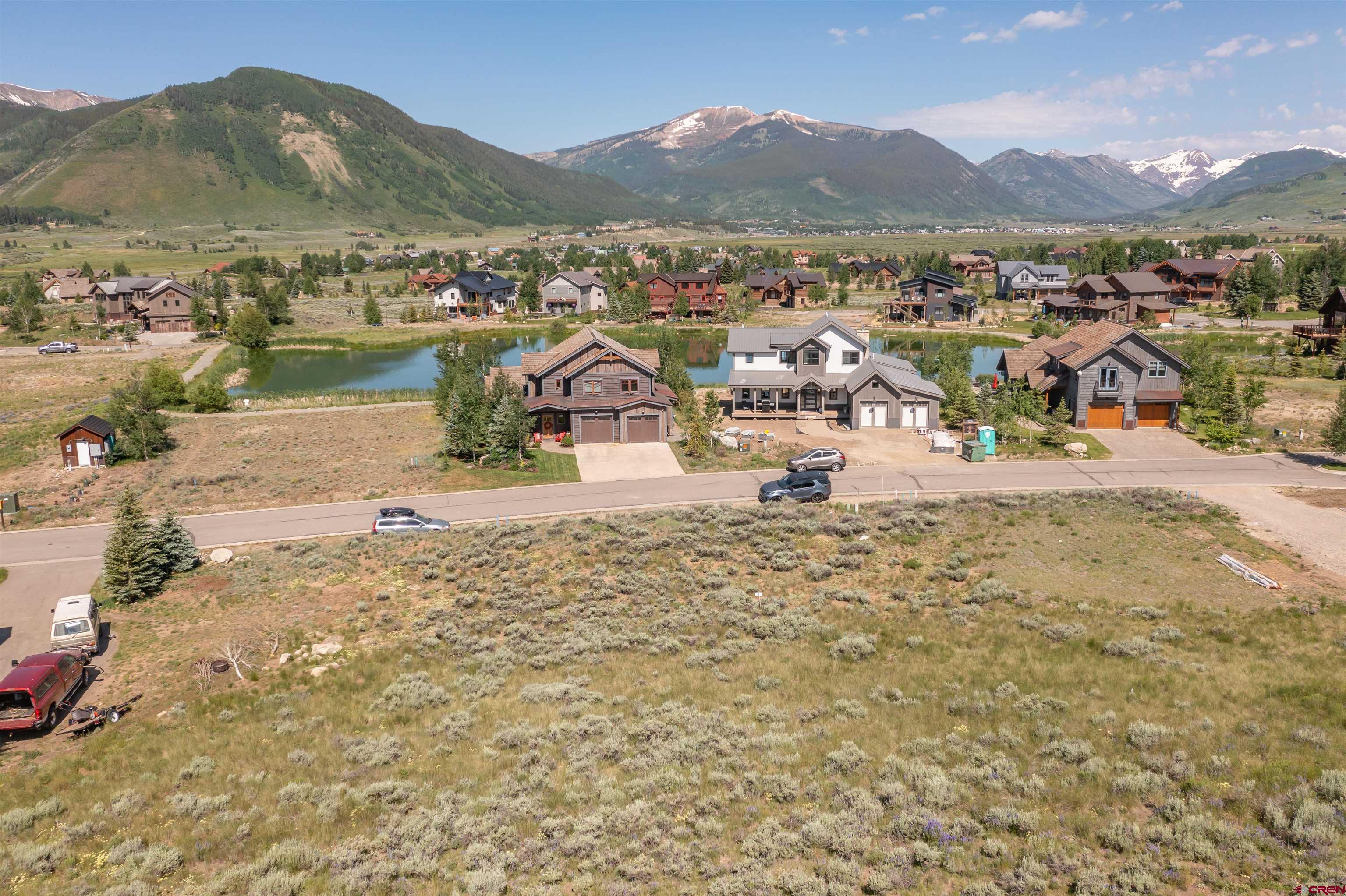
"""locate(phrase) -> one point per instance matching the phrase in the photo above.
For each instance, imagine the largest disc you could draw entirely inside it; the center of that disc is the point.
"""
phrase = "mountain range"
(1074, 186)
(282, 148)
(730, 162)
(276, 147)
(58, 100)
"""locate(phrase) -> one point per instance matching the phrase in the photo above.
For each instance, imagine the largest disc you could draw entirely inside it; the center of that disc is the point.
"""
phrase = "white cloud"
(1153, 81)
(1224, 146)
(1054, 21)
(1011, 115)
(1229, 48)
(1045, 19)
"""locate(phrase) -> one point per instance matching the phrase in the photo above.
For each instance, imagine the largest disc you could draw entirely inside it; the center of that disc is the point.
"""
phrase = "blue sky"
(1133, 80)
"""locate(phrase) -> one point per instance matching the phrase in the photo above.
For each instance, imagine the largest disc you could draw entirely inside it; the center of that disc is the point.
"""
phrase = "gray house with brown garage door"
(594, 388)
(1111, 376)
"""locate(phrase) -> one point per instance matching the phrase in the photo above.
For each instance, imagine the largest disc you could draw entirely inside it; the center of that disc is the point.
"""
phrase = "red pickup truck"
(37, 687)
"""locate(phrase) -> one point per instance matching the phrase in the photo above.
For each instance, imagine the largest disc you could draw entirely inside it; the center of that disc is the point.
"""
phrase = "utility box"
(987, 436)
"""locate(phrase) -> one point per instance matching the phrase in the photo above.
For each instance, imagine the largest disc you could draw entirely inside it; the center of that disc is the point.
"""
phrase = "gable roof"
(897, 372)
(746, 339)
(93, 424)
(578, 279)
(1139, 282)
(1196, 267)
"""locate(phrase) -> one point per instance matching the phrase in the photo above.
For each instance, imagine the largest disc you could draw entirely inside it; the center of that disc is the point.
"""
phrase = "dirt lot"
(236, 462)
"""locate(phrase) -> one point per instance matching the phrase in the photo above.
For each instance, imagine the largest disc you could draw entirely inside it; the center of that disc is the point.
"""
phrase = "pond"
(283, 370)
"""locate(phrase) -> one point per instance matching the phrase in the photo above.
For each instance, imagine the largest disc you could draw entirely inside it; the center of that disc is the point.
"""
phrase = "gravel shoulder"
(1274, 517)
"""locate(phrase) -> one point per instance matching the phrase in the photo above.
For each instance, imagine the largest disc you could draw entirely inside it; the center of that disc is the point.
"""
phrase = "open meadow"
(995, 695)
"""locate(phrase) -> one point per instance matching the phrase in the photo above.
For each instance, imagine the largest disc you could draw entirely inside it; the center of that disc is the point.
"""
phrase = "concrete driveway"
(1150, 443)
(634, 461)
(868, 446)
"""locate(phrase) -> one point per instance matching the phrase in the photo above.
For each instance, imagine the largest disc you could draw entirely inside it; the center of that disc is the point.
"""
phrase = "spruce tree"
(510, 427)
(132, 560)
(1335, 432)
(175, 543)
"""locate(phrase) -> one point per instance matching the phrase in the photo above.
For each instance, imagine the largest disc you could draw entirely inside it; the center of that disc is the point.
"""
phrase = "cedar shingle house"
(1111, 376)
(594, 388)
(827, 369)
(703, 290)
(1124, 296)
(89, 443)
(568, 293)
(1025, 280)
(1194, 280)
(931, 298)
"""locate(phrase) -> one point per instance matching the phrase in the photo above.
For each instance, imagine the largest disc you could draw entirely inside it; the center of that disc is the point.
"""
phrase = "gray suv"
(808, 485)
(819, 459)
(414, 522)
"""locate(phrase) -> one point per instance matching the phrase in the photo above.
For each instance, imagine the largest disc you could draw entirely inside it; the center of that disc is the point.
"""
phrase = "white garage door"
(916, 415)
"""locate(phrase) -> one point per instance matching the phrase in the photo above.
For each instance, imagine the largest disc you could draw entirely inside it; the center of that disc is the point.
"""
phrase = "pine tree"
(1231, 408)
(510, 428)
(177, 545)
(132, 560)
(373, 317)
(1335, 432)
(465, 424)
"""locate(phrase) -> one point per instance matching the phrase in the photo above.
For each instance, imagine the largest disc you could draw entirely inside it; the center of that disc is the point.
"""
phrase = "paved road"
(46, 564)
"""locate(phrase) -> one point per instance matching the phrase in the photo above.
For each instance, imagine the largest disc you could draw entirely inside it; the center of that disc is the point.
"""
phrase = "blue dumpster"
(987, 436)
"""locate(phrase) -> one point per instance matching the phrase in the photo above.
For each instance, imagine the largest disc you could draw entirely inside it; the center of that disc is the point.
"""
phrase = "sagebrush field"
(1006, 695)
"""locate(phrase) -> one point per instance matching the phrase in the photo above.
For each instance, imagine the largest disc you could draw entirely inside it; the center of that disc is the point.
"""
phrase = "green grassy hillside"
(994, 696)
(268, 146)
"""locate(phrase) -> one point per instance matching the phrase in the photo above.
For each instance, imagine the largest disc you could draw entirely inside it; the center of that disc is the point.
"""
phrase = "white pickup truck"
(64, 348)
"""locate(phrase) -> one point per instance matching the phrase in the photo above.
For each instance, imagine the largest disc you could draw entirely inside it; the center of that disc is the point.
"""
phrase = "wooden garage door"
(1151, 413)
(1105, 416)
(642, 428)
(594, 430)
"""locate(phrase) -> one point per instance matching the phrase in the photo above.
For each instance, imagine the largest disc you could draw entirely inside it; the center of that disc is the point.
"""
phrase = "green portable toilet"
(974, 451)
(987, 436)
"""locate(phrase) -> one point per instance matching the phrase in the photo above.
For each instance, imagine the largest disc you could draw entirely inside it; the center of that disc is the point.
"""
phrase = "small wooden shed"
(88, 443)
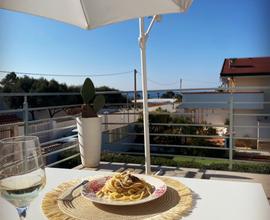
- - - - -
**Istruzioni e requisiti:**
Riporta come CSV a due colonne, "testo" e "risposta", i record che vanno dall'inizio dei record fino alla riga che contiene "(1074, 186)", estremi inclusi. Metti una riga per ciascun record, con ogni campo tra virgolette, gli a capo sostituiti da spazi e le immagini escluse.

**Risposta:**
testo,risposta
"""""""locate(phrase) -> one point per instance matching the phrase in the photo above. For each instance, imagine the largest disc you could draw entirely inside it; the center of that disc is the point. """""" phrase = ""mountain range""","(1074, 186)"